(Given records Opens)

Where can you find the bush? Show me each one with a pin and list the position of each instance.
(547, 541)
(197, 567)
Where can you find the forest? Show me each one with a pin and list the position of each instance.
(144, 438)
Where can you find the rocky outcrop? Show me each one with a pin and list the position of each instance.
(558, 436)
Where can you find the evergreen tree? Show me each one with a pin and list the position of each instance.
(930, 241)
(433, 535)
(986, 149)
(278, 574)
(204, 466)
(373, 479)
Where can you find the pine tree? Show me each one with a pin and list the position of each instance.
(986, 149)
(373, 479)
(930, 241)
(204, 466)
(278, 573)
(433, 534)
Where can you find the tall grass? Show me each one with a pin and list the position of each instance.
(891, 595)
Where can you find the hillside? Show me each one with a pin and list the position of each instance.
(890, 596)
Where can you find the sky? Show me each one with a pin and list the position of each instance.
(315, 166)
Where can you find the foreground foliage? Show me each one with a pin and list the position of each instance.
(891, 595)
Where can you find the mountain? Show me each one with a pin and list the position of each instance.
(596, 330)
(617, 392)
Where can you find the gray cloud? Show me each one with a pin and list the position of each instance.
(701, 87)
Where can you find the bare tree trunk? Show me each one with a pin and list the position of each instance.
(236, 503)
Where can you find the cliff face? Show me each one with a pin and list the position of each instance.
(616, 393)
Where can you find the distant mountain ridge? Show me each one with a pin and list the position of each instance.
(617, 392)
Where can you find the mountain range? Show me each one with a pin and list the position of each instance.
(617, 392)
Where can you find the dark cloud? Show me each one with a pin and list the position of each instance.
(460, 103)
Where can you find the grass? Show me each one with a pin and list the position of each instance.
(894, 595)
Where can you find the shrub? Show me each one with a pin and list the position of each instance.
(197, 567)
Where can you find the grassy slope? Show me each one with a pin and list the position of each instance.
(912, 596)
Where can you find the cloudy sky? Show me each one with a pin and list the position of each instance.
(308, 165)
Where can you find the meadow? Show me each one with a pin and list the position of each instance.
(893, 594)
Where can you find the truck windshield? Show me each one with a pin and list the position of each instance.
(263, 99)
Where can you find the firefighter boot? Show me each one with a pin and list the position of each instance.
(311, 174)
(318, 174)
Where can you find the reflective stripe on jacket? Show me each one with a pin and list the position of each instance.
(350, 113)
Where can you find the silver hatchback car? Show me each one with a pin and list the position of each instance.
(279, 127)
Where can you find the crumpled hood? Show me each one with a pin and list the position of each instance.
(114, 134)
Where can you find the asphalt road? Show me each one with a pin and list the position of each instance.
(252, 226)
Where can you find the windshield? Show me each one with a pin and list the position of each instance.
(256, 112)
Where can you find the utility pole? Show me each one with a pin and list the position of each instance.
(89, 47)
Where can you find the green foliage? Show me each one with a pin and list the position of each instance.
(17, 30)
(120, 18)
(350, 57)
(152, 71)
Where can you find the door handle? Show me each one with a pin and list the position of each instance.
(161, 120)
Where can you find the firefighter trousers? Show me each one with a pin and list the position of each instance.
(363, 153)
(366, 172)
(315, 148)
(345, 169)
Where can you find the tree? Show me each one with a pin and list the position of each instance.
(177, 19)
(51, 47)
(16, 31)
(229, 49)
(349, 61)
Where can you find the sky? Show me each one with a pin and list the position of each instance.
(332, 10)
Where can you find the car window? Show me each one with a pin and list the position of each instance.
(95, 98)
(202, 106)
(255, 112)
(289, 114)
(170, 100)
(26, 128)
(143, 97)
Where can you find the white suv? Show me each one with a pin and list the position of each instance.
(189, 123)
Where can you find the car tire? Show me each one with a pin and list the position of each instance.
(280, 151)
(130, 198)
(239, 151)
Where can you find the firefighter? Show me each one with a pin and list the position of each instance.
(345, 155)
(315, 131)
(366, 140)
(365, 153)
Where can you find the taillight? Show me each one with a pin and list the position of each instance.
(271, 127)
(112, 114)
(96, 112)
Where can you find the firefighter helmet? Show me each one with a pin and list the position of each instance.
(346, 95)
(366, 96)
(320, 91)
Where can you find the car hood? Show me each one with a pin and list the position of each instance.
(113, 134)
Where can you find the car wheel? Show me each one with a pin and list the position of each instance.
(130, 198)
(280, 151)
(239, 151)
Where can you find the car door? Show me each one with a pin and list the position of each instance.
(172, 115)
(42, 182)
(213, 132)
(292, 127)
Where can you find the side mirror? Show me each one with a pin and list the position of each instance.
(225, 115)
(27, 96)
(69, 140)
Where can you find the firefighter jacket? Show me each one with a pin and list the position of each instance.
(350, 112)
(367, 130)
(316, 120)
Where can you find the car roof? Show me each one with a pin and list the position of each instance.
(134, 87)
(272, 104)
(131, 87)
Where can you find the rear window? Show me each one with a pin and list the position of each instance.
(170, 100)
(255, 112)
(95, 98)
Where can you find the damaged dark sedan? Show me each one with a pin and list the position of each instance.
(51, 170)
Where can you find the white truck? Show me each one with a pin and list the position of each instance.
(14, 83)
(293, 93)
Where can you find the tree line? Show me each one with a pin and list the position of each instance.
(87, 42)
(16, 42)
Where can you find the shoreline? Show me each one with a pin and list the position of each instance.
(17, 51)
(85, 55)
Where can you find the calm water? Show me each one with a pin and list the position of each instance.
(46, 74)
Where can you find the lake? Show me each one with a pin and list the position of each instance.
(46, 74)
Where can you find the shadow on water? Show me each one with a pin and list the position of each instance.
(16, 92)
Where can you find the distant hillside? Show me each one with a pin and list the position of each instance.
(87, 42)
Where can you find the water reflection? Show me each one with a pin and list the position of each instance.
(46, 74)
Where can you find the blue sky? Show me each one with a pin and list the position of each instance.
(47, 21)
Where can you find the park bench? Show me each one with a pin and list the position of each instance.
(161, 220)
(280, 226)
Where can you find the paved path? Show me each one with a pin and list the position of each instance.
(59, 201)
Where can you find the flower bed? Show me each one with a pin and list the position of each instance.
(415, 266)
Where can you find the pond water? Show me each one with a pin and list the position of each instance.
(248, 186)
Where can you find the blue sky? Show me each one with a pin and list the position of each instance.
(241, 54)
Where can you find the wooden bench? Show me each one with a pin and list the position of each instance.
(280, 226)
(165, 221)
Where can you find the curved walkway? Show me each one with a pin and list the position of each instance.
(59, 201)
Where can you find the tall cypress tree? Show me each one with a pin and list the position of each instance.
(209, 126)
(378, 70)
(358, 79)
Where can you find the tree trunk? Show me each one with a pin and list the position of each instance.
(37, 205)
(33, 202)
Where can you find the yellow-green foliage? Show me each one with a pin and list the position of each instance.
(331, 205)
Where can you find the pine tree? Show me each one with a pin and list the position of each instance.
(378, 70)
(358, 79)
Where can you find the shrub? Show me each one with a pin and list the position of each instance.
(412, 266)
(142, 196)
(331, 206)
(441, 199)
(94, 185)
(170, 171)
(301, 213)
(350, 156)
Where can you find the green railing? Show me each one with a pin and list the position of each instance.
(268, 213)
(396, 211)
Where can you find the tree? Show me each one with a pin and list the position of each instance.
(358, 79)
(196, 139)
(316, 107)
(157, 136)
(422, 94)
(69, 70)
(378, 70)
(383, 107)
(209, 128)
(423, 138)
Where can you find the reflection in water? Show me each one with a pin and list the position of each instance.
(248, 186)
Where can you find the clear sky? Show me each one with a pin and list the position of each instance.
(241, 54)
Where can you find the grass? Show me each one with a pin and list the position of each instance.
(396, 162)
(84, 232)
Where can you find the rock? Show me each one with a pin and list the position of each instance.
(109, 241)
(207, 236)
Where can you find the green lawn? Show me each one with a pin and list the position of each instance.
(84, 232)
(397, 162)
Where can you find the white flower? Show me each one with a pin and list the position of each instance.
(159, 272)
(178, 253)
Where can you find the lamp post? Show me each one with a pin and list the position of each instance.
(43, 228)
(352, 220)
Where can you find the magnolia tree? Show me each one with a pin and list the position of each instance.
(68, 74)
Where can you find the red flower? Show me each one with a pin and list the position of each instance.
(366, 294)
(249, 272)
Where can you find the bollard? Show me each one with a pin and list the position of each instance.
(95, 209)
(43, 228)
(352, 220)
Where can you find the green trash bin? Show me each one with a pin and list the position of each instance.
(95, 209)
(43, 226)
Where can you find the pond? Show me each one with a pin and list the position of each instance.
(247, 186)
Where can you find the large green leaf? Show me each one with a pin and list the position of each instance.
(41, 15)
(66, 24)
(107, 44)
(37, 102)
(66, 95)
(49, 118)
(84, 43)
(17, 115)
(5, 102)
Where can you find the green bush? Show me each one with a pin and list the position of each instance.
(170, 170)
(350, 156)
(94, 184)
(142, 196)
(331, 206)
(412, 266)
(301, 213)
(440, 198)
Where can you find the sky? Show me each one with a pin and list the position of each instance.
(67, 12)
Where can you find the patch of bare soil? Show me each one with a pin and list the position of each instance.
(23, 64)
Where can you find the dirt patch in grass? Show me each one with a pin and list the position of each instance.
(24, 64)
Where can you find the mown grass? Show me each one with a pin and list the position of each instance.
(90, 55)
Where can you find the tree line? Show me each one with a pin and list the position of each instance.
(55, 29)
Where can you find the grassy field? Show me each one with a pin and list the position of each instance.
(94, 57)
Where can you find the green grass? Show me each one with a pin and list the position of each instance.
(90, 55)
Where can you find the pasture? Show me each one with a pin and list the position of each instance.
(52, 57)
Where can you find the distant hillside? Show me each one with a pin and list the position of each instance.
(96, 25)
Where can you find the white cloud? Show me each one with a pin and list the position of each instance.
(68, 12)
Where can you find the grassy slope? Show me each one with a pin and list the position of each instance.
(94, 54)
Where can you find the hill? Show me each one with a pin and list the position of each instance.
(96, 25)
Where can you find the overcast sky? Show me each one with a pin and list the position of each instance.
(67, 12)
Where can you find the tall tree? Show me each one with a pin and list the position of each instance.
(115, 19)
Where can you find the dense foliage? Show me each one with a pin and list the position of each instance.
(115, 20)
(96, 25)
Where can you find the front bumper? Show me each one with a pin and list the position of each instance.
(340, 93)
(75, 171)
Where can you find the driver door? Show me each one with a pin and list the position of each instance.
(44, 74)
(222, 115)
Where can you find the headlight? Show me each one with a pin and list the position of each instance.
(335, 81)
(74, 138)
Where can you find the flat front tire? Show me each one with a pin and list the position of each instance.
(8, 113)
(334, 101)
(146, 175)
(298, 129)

(Given records Closes)

What is expected ▸ The lines from the one containing "Where can you find the hill?" through the final line of the listing above are all you should set down, exactly as written.

Written response ▸
Where can you find the hill? Show me each one with a pin and list the position of each instance.
(96, 25)
Where can you find the overcast sky? Show me each one with a pin and list the position of each instance.
(67, 12)
Where can you find the tall tree? Show me each one with a pin and list the position of each instance.
(115, 19)
Where can you find the dense foliage? Show me each one with a pin and list the position of each instance.
(115, 20)
(96, 25)
Where can you find the front bumper? Show me each one with a pin and list the position of each instance.
(340, 93)
(75, 171)
Where can you find the driver door? Show me each one with a pin and list the position of each instance.
(44, 74)
(222, 115)
Where can you find the headlight? Show me each one with a pin and list the position of each instance.
(335, 81)
(74, 138)
Where can you find the flat front tire? Show me each one with a pin and list the position of each instance.
(8, 113)
(334, 101)
(146, 175)
(298, 129)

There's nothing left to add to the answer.